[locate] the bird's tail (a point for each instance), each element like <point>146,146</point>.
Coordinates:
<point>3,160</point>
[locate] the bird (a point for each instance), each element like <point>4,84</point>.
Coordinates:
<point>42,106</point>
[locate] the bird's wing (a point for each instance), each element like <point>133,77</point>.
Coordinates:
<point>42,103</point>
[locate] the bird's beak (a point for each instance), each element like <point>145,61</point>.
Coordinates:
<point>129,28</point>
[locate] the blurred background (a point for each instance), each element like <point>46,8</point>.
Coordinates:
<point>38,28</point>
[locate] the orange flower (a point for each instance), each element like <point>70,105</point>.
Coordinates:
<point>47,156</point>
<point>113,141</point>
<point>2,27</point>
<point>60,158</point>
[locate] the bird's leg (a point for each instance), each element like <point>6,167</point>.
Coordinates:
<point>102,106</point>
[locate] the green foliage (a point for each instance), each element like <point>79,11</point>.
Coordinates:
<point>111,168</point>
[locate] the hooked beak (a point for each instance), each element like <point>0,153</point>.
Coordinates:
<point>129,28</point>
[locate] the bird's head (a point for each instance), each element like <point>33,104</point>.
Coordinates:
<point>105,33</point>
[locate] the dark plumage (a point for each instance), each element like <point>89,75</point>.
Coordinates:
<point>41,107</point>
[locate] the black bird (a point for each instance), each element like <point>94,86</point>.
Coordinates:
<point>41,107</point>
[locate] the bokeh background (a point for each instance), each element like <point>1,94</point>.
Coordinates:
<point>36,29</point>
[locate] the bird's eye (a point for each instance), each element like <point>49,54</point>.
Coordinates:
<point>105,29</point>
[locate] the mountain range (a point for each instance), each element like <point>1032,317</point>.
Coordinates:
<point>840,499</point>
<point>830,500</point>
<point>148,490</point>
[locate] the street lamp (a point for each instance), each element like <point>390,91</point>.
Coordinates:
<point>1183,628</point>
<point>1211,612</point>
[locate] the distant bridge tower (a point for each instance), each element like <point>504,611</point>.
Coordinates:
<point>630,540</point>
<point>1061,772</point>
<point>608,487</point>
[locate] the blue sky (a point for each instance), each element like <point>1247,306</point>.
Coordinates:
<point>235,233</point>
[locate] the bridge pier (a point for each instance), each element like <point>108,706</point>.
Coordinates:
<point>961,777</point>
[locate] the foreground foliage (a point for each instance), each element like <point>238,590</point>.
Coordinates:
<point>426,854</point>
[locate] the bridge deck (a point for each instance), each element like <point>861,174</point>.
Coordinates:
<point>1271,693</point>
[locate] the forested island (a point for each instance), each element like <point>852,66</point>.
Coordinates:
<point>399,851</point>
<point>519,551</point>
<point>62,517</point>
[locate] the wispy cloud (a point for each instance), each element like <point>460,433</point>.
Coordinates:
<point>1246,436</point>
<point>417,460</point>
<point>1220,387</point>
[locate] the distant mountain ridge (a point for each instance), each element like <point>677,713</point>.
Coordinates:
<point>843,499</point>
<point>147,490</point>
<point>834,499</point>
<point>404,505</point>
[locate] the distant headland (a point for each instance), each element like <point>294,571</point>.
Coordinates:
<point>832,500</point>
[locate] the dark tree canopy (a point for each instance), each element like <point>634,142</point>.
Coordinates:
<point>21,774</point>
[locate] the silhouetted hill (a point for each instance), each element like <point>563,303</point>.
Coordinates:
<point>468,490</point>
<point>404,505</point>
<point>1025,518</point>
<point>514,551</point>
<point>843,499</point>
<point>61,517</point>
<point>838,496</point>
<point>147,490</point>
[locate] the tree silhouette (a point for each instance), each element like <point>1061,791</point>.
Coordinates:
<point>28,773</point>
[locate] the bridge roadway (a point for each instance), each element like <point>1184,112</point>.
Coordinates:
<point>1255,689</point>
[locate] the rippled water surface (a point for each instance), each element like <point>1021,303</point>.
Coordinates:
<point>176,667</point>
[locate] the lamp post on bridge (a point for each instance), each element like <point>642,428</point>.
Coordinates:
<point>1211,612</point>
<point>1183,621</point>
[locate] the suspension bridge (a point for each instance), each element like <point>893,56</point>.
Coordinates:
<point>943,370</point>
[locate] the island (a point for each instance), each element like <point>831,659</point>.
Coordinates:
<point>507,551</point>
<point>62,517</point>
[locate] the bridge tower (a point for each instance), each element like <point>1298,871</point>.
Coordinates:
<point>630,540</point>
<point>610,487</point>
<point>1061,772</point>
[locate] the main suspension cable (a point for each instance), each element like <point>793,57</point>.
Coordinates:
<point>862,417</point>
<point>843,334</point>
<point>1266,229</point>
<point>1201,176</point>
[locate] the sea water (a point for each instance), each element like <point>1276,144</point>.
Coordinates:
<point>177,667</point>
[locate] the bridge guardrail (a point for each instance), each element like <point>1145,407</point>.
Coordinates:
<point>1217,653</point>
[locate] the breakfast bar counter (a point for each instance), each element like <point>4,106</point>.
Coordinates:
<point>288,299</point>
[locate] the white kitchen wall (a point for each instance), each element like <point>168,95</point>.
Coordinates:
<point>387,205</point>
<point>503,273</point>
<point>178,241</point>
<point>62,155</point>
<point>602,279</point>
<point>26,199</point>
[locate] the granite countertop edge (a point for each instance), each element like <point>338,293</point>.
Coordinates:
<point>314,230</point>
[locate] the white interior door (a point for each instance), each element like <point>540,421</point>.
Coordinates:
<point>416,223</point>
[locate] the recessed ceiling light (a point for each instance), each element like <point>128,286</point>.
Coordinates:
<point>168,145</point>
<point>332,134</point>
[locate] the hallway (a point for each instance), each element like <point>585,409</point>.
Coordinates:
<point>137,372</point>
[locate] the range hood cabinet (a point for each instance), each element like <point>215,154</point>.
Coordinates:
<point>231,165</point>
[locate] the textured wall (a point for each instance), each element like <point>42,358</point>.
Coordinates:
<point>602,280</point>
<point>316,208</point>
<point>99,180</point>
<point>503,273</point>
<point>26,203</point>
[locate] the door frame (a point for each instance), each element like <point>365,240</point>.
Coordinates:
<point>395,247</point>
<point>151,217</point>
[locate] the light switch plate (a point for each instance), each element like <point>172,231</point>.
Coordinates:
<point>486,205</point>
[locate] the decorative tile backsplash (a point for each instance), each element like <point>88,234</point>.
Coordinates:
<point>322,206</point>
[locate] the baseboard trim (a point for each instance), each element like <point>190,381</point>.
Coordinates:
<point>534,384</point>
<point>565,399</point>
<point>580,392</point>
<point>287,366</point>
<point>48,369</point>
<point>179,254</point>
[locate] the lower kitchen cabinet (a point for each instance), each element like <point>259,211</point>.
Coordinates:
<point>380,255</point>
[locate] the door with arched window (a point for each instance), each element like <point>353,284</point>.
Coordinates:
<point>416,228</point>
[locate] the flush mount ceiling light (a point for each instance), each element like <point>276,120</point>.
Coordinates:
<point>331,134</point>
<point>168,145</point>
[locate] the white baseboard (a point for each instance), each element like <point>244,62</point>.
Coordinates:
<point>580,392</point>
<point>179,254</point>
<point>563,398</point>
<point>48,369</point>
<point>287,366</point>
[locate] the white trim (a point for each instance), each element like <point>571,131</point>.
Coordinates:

___

● **What you need to do**: Please set down the entire material above exactly as presented.

● **Response area**:
[locate] the bird's tail (a point for each instance), each element like <point>146,146</point>.
Coordinates:
<point>3,160</point>
[locate] the bird (a point for each instance), each element like <point>4,84</point>.
Coordinates:
<point>42,106</point>
[locate] the bird's wing (a point for each instance), each element like <point>133,77</point>.
Coordinates:
<point>42,103</point>
[locate] the bird's beak (a point for each instance), each element like <point>145,61</point>.
Coordinates:
<point>129,28</point>
[locate] the blurred background (a point for each instance), each element like <point>46,8</point>.
Coordinates:
<point>38,28</point>
[locate] the orange flower (a point for each instance), each element like <point>70,105</point>.
Coordinates:
<point>47,156</point>
<point>113,141</point>
<point>2,27</point>
<point>60,158</point>
[locate] the bird's leg (a point for each instance), each element like <point>6,167</point>.
Coordinates:
<point>102,106</point>
[locate] the green foliage (a point for each instance), each element like <point>79,11</point>.
Coordinates:
<point>111,168</point>
[locate] the hooked beak (a point for each instance), each element like <point>0,153</point>.
Coordinates:
<point>129,28</point>
[locate] the bird's head (a point for each instance), each element like <point>33,104</point>.
Coordinates:
<point>105,33</point>
[locate] the dark plumage (a point for each instance), each element like <point>89,75</point>.
Coordinates:
<point>41,107</point>
[locate] the black bird (a point for each instance), each element like <point>94,86</point>.
Coordinates:
<point>41,107</point>
[locate] the bokeh background (a point for each instance), each element like <point>1,94</point>.
Coordinates:
<point>36,29</point>
[locate] the bird's eye (a point for each instance), each element like <point>49,54</point>.
Coordinates:
<point>105,29</point>
[locate] the mountain range (a point for each instance), each element like <point>1032,317</point>.
Coordinates:
<point>840,499</point>
<point>830,500</point>
<point>148,490</point>
[locate] the street lamp (a point for each instance), each element like <point>390,91</point>.
Coordinates:
<point>1183,628</point>
<point>1211,612</point>
[locate] the distant bridge tower (a point for each instance), each element like <point>504,611</point>.
Coordinates:
<point>630,540</point>
<point>1061,772</point>
<point>608,487</point>
[locate] the blue sky (a point for each instance), each element like <point>1247,306</point>.
Coordinates:
<point>235,233</point>
[locate] the bridge pier (a point for each instance), each element like <point>108,706</point>.
Coordinates:
<point>961,777</point>
[locate] the foreground foliage (a point for each instance), each element like <point>238,590</point>.
Coordinates:
<point>426,854</point>
[locate] the bridge deck (a point for each instance), each element like <point>861,174</point>.
Coordinates:
<point>1271,693</point>
[locate] the forested island (a point for each instance), each element like <point>852,66</point>.
Coordinates:
<point>399,851</point>
<point>519,551</point>
<point>62,517</point>
[locate] the wispy cloud (a point for each instance), each element like <point>460,433</point>.
Coordinates:
<point>1246,436</point>
<point>417,460</point>
<point>1220,387</point>
[locate] the distant mountain ridge (a point for each instance), each element like <point>677,713</point>.
Coordinates:
<point>843,499</point>
<point>147,490</point>
<point>834,499</point>
<point>404,505</point>
[locate] the distant headland (a point for each instance), each element like <point>294,571</point>.
Coordinates:
<point>832,500</point>
[locate] the dark tree canopy (a point for each instance), each element like <point>634,142</point>.
Coordinates:
<point>21,774</point>
[locate] the silhouetted hill (a point for each instance), each element like <point>563,303</point>.
Coordinates:
<point>468,490</point>
<point>404,505</point>
<point>1025,518</point>
<point>514,551</point>
<point>843,499</point>
<point>61,517</point>
<point>838,496</point>
<point>147,490</point>
[locate] the tree silhouette (a point for each instance), each element like <point>1061,791</point>.
Coordinates:
<point>28,773</point>
[locate] the bridge roadway (a point for each instance), each element like <point>1184,112</point>.
Coordinates:
<point>1255,689</point>
[locate] the rippled water surface (a point for each instance), each element like <point>1021,303</point>.
Coordinates:
<point>176,667</point>
[locate] the lamp post on bridge (a point for each instance), each element like <point>642,428</point>.
Coordinates:
<point>1211,612</point>
<point>1183,621</point>
[locate] the suspension bridge (a point for each instance), each element like <point>893,56</point>.
Coordinates:
<point>943,370</point>
[locate] the island (a point for each instance), each element like <point>831,659</point>.
Coordinates:
<point>507,551</point>
<point>62,517</point>
[locate] the bridge tower (a point for each instance), each element like <point>1298,871</point>.
Coordinates:
<point>630,540</point>
<point>610,487</point>
<point>1061,772</point>
[locate] the main suspension cable (a point for each instance), each element like <point>793,57</point>.
Coordinates:
<point>862,417</point>
<point>843,334</point>
<point>1266,229</point>
<point>1201,176</point>
[locate] the sea water (a point for each instance), each element like <point>1276,144</point>.
Coordinates:
<point>177,667</point>
[locate] the bridge guardrail (a point for each instance), each element like <point>1145,407</point>.
Coordinates:
<point>1217,653</point>
[locate] the breakfast bar counter (a point for each instance), each element like <point>4,106</point>.
Coordinates:
<point>288,299</point>
[locate] the white kitchen wall (a point for each instance), each element like <point>168,95</point>.
Coordinates:
<point>387,205</point>
<point>503,273</point>
<point>178,241</point>
<point>62,155</point>
<point>602,279</point>
<point>26,199</point>
[locate] the granite countertop edge (a point for each instance), each element like <point>338,293</point>.
Coordinates:
<point>314,230</point>
[locate] the white interior door (a point for each instance), each element like <point>540,421</point>.
Coordinates:
<point>416,223</point>
[locate] the recessed ceiling light (a point for each instance), each element like <point>128,286</point>.
Coordinates:
<point>168,145</point>
<point>332,134</point>
[locate] the hallway (a point for each instance), each element like <point>585,409</point>.
Coordinates:
<point>137,372</point>
[locate] the range hood cabinet (a point for each instance), each element like <point>215,154</point>.
Coordinates:
<point>231,165</point>
[locate] the textured wall (a point for each instance), each element like <point>42,358</point>.
Coordinates:
<point>602,280</point>
<point>316,208</point>
<point>99,180</point>
<point>503,273</point>
<point>26,203</point>
[locate] the door frame (a point for each instance), each element like <point>365,240</point>.
Coordinates:
<point>395,247</point>
<point>151,217</point>
[locate] the light switch plate (a point for each instance), each element like <point>172,231</point>.
Coordinates:
<point>486,205</point>
[locate] the decorative tile backsplash (a point for each instance), each element like <point>88,234</point>.
Coordinates:
<point>322,206</point>
[locate] the baseboard trim (a point for each instance), each element like <point>190,381</point>.
Coordinates:
<point>534,384</point>
<point>565,399</point>
<point>580,392</point>
<point>287,366</point>
<point>48,369</point>
<point>179,254</point>
[locate] the lower kitchen cabinet (a point for each instance), each element like <point>259,211</point>.
Coordinates:
<point>380,255</point>
[locate] the door with arched window (a point for each instance), each element like <point>353,284</point>.
Coordinates:
<point>416,228</point>
[locate] the flush mount ceiling light (a point for each instance), each element like <point>276,120</point>.
Coordinates:
<point>331,134</point>
<point>168,145</point>
[locate] the white baseboard (a point for each instance), each element like <point>244,62</point>.
Coordinates:
<point>580,392</point>
<point>179,254</point>
<point>563,398</point>
<point>48,369</point>
<point>287,366</point>
[locate] the white trim (a point for each instance), each element like <point>571,131</point>.
Coordinates:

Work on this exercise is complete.